TASK LIST
a - According to the article on National Siblings Day, whose birthday falls on April 10?
b - Repeat the article on National Siblings Day word for word, from "In 2008, President" up to and including "by childhood cancer.".

··· PASSAGE PROVIDED

National Siblings Day: Celebrating Brotherly And Sisterly LoveBy: Val Powell - April 11, 2014
The relationship between siblings is critically important and emotionally powerful not only in childhood, but also over the course of a person’s lifetime. Having a brother or sister allows a person to learn and develop social skills, specifically in managing conflict and negotiating with other people. Sibling relationships are most likely to be the longest relationships that most people will experience in their whole lives.
April 10, 2014 marked a special holiday – National Siblings Day – which celebrates the unique relationship between brothers and sisters. Even though it is not federally acknowledged like Mother’s Day and Father’s Day, the relationships people have with their siblings are equally important as the ones they have with their parents.
This new holiday is the idea of Claudia Evart, who is also the founder and director of Siblings Day. A freelance paralegal from New York City, Evart lost two of her siblings early in life, on separate accidents. It was then that she realized the significance of commemorating both our living and dead siblings. April 10 is a date close to Evart’s heart as it is also the birthday of her departed sister, Lisette.
In 2008, President George W. Bush signed a message that officially recognizes April 10 as National Siblings Day. President Bill Clinton signed the same presidential message in 2000.
Childhood cancer foundation Alex’s Lemonade Stand is set to announce the acquisition of another non-profit childhood cancer foundation Supersibs!, which has given support to siblings of cancer-afflicted children since 2002.
Alexandra “Alex” Scott put up a lemonade stand to search for possible cures for children with cancer. Alex has three brothers, who have also struggled to deal with their sister’s ordeal with cancer. Alex’s story is a testament to the impact of having a cancer-stricken sibling in one’s life. Both Alex’s Lemonade Stand and Supersibs! have both done an excellent job of ensuring the security and sense of empowerment among siblings affected by childhood cancer.

······
··· SUPPLIED DATA

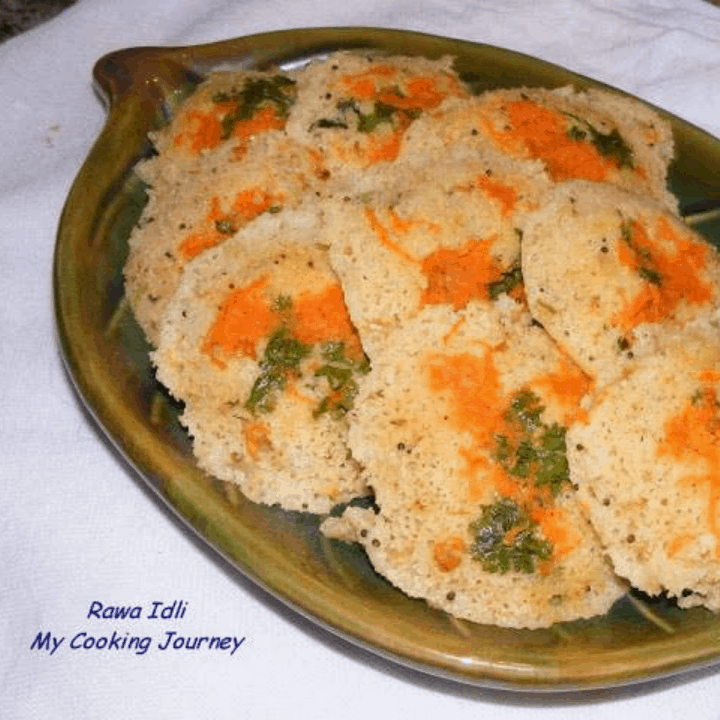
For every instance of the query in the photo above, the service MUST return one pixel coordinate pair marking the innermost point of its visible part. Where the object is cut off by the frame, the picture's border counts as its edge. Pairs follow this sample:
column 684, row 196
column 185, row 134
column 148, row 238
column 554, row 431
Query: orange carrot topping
column 384, row 237
column 448, row 553
column 541, row 133
column 417, row 93
column 204, row 130
column 695, row 434
column 477, row 404
column 473, row 386
column 672, row 277
column 323, row 317
column 200, row 131
column 244, row 319
column 457, row 276
column 218, row 226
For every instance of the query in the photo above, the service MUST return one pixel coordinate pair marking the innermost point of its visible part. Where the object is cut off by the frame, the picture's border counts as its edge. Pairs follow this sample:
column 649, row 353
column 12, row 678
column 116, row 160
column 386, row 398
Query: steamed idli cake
column 355, row 108
column 647, row 463
column 258, row 344
column 185, row 217
column 450, row 239
column 227, row 108
column 461, row 429
column 612, row 276
column 593, row 135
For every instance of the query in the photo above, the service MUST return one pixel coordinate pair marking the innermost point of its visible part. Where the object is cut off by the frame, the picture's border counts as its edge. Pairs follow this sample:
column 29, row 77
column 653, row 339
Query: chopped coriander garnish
column 340, row 372
column 644, row 257
column 610, row 145
column 278, row 90
column 505, row 539
column 382, row 113
column 537, row 452
column 282, row 357
column 508, row 281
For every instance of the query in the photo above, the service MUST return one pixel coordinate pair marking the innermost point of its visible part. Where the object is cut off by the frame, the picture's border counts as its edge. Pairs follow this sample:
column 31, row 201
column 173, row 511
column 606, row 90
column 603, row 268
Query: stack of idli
column 481, row 311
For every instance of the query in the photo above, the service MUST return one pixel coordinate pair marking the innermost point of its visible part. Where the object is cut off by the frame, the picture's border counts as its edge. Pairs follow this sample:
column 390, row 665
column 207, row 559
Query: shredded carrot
column 678, row 274
column 200, row 131
column 384, row 237
column 323, row 317
column 695, row 434
column 245, row 318
column 248, row 204
column 541, row 133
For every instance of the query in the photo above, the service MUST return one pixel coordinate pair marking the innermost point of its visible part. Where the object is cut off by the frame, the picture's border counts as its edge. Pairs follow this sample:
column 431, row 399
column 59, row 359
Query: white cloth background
column 75, row 524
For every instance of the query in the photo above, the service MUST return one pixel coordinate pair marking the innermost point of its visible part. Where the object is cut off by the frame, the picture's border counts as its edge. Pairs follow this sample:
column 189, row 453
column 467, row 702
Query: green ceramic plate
column 283, row 552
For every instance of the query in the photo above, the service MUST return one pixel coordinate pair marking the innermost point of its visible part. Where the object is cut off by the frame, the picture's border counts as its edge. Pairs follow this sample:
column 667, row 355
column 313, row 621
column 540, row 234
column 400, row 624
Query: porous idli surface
column 355, row 108
column 196, row 210
column 647, row 466
column 226, row 109
column 590, row 135
column 613, row 276
column 460, row 428
column 258, row 345
column 446, row 239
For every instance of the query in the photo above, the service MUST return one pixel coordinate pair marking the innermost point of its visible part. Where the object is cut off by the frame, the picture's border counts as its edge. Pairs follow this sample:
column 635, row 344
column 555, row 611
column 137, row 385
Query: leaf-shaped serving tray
column 330, row 582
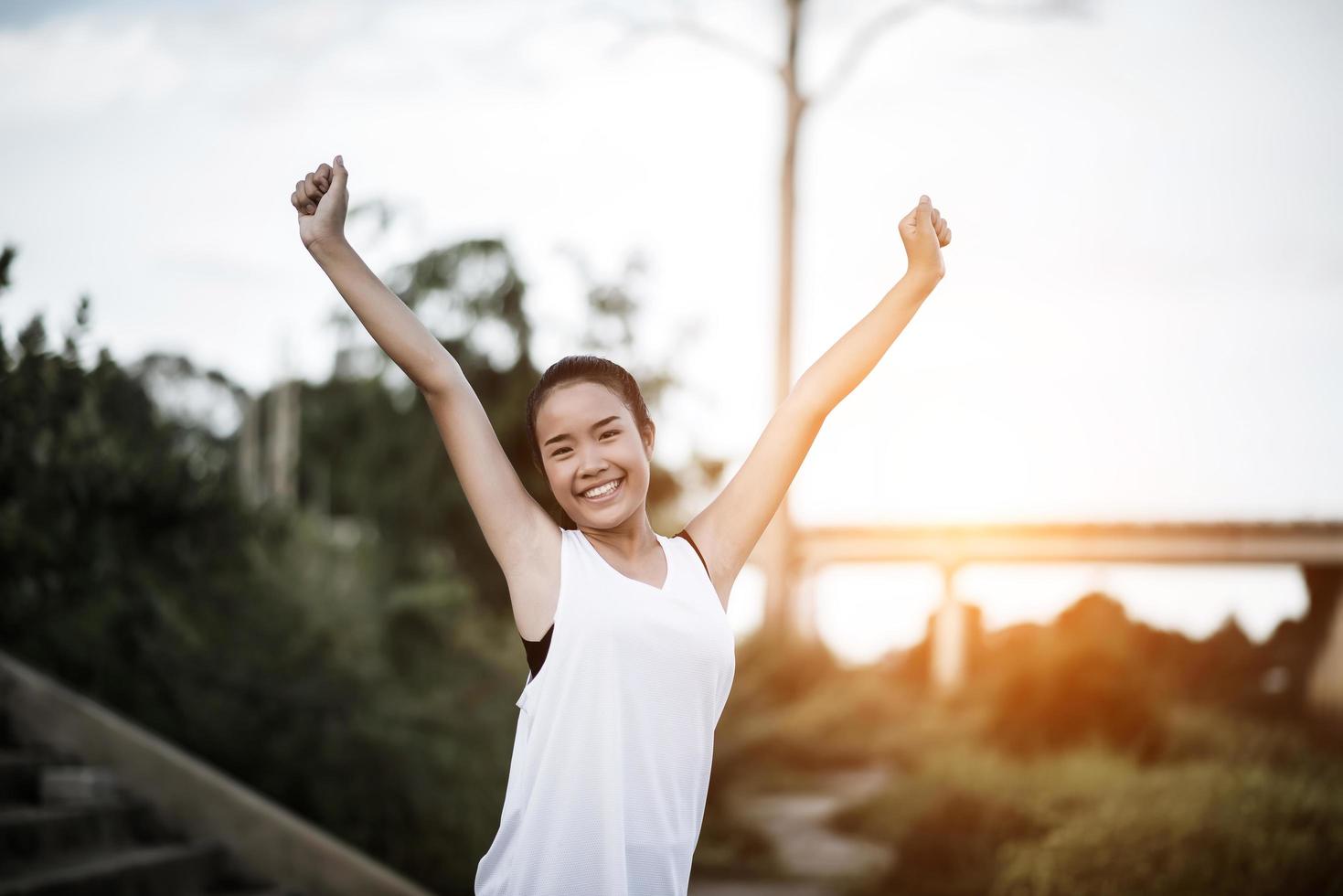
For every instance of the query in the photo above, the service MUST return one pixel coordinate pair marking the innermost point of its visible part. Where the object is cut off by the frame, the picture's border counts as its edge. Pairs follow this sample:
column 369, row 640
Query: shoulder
column 535, row 587
column 720, row 579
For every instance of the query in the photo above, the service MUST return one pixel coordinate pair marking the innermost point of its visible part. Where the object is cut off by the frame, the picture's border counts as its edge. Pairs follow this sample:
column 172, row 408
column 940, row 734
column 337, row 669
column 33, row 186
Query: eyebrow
column 566, row 435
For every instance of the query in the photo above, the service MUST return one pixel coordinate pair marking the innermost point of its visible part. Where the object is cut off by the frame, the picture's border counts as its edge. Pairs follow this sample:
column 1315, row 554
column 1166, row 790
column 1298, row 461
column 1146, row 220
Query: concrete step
column 37, row 833
column 163, row 869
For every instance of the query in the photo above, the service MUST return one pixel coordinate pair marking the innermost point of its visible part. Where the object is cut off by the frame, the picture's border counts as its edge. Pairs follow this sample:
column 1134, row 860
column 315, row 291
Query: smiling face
column 587, row 438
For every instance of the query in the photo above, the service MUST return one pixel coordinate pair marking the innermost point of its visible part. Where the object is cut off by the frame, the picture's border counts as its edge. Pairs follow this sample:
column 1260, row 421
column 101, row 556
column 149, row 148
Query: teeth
column 601, row 491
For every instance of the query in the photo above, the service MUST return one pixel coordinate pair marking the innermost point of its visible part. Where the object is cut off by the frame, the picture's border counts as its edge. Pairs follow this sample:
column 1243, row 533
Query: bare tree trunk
column 781, row 586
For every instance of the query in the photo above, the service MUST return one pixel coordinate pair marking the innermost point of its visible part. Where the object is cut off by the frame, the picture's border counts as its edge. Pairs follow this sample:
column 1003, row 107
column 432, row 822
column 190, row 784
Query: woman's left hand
column 924, row 231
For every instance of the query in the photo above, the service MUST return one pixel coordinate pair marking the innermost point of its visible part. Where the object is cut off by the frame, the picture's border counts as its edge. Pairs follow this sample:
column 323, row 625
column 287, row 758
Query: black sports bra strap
column 685, row 535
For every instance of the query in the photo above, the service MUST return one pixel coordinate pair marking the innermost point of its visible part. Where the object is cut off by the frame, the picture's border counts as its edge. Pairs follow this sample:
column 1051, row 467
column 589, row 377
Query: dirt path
column 812, row 853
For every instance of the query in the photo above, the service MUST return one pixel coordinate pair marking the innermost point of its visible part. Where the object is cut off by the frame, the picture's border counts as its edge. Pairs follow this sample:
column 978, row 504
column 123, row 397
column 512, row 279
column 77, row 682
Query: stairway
column 69, row 829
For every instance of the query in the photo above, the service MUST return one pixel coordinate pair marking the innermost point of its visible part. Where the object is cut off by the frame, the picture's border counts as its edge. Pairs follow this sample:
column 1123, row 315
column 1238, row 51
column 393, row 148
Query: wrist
column 922, row 278
column 326, row 248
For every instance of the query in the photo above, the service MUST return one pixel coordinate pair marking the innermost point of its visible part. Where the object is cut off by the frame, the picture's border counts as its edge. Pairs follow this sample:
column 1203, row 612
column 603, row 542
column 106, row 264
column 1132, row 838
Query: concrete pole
column 948, row 638
column 1325, row 686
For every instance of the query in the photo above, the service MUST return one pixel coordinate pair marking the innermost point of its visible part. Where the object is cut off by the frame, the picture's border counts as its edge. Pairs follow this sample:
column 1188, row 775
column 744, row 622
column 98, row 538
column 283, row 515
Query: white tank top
column 614, row 741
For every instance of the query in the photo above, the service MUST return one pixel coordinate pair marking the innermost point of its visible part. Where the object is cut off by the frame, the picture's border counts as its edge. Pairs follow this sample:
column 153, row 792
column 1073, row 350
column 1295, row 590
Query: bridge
column 1315, row 547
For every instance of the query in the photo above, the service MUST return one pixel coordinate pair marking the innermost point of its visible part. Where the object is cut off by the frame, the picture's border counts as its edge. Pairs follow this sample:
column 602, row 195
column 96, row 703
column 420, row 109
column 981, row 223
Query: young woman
column 630, row 652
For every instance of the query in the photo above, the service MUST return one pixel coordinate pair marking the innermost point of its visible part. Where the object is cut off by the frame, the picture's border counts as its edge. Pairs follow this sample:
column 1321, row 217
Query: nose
column 592, row 464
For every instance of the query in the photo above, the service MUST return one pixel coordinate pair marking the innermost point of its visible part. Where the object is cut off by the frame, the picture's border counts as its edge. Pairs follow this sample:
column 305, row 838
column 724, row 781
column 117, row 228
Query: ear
column 649, row 437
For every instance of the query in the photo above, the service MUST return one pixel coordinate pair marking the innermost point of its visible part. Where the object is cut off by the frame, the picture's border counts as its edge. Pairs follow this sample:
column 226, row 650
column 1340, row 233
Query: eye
column 556, row 452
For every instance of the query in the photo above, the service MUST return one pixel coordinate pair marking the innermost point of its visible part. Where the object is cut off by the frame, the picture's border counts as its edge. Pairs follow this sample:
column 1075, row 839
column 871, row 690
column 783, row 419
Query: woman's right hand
column 321, row 199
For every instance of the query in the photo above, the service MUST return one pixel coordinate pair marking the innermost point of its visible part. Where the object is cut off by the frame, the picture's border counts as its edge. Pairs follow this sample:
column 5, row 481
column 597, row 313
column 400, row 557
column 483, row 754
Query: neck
column 630, row 539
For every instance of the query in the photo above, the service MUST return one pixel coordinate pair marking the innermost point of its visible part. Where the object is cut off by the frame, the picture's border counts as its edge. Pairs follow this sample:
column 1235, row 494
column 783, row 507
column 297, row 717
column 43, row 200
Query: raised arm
column 518, row 532
column 728, row 529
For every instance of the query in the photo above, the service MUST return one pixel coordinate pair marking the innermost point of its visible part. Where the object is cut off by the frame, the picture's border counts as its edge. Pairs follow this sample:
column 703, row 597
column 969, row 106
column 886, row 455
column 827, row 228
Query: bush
column 1203, row 827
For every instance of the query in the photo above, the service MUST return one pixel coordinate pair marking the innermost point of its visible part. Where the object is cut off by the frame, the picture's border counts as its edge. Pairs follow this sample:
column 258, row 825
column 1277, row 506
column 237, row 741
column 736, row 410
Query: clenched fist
column 321, row 199
column 924, row 231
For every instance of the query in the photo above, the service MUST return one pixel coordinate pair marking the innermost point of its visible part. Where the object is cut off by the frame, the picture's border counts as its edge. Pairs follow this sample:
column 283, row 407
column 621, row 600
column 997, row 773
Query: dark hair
column 584, row 368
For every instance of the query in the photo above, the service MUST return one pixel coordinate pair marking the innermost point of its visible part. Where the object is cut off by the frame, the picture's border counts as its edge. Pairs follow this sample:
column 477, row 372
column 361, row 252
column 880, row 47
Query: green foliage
column 1191, row 829
column 1079, row 686
column 352, row 657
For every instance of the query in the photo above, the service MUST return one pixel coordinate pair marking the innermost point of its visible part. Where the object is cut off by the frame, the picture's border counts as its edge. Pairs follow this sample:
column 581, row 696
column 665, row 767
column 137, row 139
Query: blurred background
column 229, row 518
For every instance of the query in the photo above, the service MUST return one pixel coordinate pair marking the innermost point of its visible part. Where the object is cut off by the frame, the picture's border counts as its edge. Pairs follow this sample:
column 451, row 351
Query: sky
column 1140, row 316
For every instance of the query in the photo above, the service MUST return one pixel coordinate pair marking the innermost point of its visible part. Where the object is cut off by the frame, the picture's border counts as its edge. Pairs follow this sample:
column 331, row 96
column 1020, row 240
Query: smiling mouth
column 607, row 496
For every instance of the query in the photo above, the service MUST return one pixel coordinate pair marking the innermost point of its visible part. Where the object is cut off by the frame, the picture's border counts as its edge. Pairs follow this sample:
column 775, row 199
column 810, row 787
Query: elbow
column 807, row 403
column 441, row 377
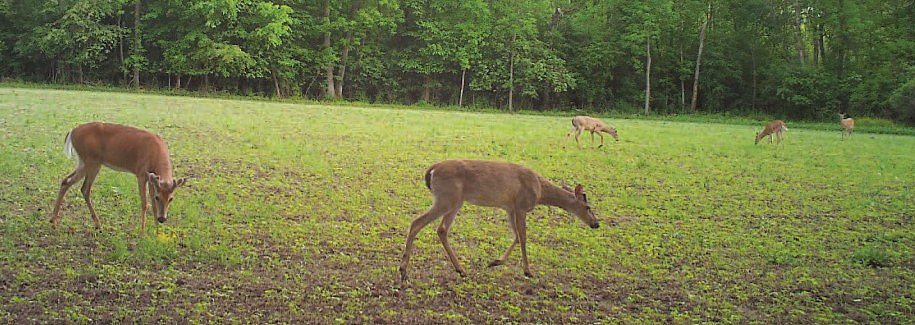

······

ANSWERS FOR EACH ITEM
a - April 10 is the birthday of Claudia Evart's departed sister, Lisette.

b -
In 2008, President George W. Bush signed a message that officially recognizes April 10 as National Siblings Day. President Bill Clinton signed the same presidential message in 2000.
Childhood cancer foundation Alex’s Lemonade Stand is set to announce the acquisition of another non-profit childhood cancer foundation Supersibs!, which has given support to siblings of cancer-afflicted children since 2002.
Alexandra “Alex” Scott put up a lemonade stand to search for possible cures for children with cancer. Alex has three brothers, who have also struggled to deal with their sister’s ordeal with cancer. Alex’s story is a testament to the impact of having a cancer-stricken sibling in one’s life. Both Alex’s Lemonade Stand and Supersibs! have both done an excellent job of ensuring the security and sense of empowerment among siblings affected by childhood cancer.